[FRAGMENTO DEL DOCUMENTO]
+---+

Ya de retorno a Cochabamba, racionalicé el procedimiento: si el roce me había provocado esa sensación deliciosa, quizá al frotarme… Lo hice y descubrí un camino vasto y recurrente que me acompañó toda la vida: el placer solitario tenía su encanto. Años después encontré en el Libro de Manuel, de Cortázar, un personaje que quería emancipar la masturbación de toda imagen, como si fuera un placer autónomo y no un sustituto del verdadero sexo. Jamás olvidé esa postulación extrema de Cortázar, aun sabiendo que el placer solitario jamás puede librarse de los juegos de la imaginación y la memoria, que se remiten a episodios sexuales con otra persona, real o imaginaria, pues enfrascarse en el acto mismo, sin imágenes, es imposible.

Aquel descubrimiento dio fin a la devoción que sentía en el colegio hasta terminar el sexto de primaria, una devoción que me hacía soñar con ser religioso y me empujaba a imponerme penitencias, como el voto de silencio que cumplía al regresar a mi casa o en el recreo. Se acercaba algún amigo y yo le señalaba mis labios sellados, y me quedaba callado.

+---+

[PROBLEMA PROPUESTO]
Según el fragmento del documento, ¿qué penitencia cumplía quien narra al regresar a su casa o en el recreo?

[DATOS DE ENTRADA]
+---+

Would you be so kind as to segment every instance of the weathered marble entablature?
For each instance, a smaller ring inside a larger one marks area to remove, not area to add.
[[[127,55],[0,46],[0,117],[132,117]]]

+---+

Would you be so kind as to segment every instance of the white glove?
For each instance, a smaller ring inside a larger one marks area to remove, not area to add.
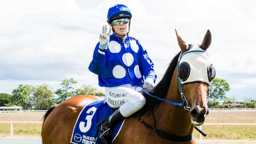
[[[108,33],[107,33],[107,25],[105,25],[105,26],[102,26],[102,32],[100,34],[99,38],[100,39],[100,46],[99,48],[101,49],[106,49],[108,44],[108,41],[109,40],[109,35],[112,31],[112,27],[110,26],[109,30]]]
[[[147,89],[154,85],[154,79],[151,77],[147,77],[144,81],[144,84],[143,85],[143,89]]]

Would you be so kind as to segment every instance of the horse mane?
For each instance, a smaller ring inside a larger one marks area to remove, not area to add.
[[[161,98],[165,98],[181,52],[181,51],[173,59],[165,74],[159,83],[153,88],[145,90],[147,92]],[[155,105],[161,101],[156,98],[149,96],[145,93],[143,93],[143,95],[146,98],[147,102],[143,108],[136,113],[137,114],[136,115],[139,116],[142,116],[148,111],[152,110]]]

+---+

[EJERCICIO RESUELTO]
Un voto de silencio.